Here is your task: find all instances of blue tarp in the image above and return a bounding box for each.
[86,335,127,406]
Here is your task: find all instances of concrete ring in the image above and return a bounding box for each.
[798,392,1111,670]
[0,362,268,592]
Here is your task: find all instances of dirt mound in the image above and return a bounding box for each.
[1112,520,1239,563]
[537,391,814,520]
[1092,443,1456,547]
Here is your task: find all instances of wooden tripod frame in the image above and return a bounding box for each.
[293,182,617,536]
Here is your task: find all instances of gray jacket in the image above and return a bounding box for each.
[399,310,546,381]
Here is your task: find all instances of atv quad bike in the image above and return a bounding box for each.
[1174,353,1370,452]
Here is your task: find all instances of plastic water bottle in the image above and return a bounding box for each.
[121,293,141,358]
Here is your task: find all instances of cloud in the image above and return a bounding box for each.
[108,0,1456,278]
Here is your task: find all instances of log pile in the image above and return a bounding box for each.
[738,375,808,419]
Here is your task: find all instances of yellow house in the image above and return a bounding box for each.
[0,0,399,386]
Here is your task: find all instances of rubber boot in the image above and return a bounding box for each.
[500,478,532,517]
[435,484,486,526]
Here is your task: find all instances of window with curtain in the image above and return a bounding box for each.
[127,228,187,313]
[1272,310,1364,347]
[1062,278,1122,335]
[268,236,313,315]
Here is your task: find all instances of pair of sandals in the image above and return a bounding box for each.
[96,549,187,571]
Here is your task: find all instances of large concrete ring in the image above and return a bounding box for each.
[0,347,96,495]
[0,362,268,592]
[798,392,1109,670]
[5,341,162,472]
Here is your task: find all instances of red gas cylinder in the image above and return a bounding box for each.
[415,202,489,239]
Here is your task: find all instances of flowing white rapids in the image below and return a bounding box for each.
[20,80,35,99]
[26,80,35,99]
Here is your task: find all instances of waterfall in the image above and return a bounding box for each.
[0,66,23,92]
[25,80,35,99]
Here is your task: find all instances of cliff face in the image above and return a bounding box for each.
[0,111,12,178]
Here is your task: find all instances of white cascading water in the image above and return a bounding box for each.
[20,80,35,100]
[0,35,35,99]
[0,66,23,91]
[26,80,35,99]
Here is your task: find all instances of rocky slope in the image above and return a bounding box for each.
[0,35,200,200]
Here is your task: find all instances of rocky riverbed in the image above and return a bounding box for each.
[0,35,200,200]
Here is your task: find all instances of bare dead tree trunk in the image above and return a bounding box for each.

********************

*THE TASK:* Can you write out all of the lines above again, swapping "rubber boot" for "rain boot" and leaving everything else untouched?

*WRITTEN RESPONSE:*
Here is your task: find all instances of blue tarp in the image above and return a bounding box for each.
[86,335,127,406]
Here is your task: find all instances of concrete ring in the image above and return a bounding box for each.
[798,392,1111,670]
[0,362,268,592]
Here is your task: find all instances of dirt mound in the image above and return a bounding box for each.
[1112,520,1239,563]
[537,391,814,520]
[1092,443,1456,547]
Here is your task: find all instances of wooden tripod frame in the image above and return a bounding box for each.
[293,182,617,536]
Here is your task: find all instances of gray jacket in the image above and return a bounding box for each.
[399,310,546,381]
Here is your task: find all instances of atv quad bike in the image above and return a bounding box for each.
[1174,353,1370,452]
Here is your task: find all instances of plastic water bottle in the image above and return a bounding box for each.
[121,293,141,358]
Here is your task: find all instances of cloud in the image above and return a bounding box for each.
[108,0,1456,278]
Here is your task: find all instances of log pile in the image above and return a bounding box for each.
[738,375,808,419]
Here is your task: find all instances of yellow house in the image above and return a bounding box for each.
[0,0,399,386]
Here is your task: find all instances of rain boot in the image above and return a bounding box for each.
[500,478,532,517]
[435,484,486,526]
Here is your task: find all instances of window with curtain in the image above and return a bounding box for each.
[127,228,187,313]
[1272,310,1364,347]
[1062,278,1122,335]
[268,236,313,315]
Here is your task: find all instances of pair of sandals in the image above and return a bounding box for each.
[96,549,187,571]
Here is your task: find all instances of large concrete ring in the image above and return a bounding box for each.
[0,347,96,495]
[0,362,268,592]
[798,392,1109,670]
[5,341,162,472]
Here is your task: find all instances of red gas cylinder in the image above and return a bounding box for each.
[415,202,489,239]
Here is your task: find all instances of flowing white rapids in the image below and return a bounding box for each.
[20,80,35,99]
[26,80,35,99]
Here is your task: find all instances of waterfall in the image above and return a bounding box for each.
[0,66,23,92]
[25,80,35,99]
Here is your task: find all instances of cliff face in the image above and return a bounding box for each.
[0,111,12,178]
Here is your task: find all instances of white cascading water in the image above and return a bounding box for each.
[20,80,35,100]
[0,35,35,99]
[0,66,23,91]
[26,80,35,99]
Here is your task: find all instances of rocky slope in the image above and return a bounding box for each.
[0,35,200,200]
Here is your task: find all instances of rocky riverbed in the image above and return a bounding box for each.
[0,35,200,200]
Here is your task: find all instances of bare dead tree trunk in the image above and return a bounding box for each.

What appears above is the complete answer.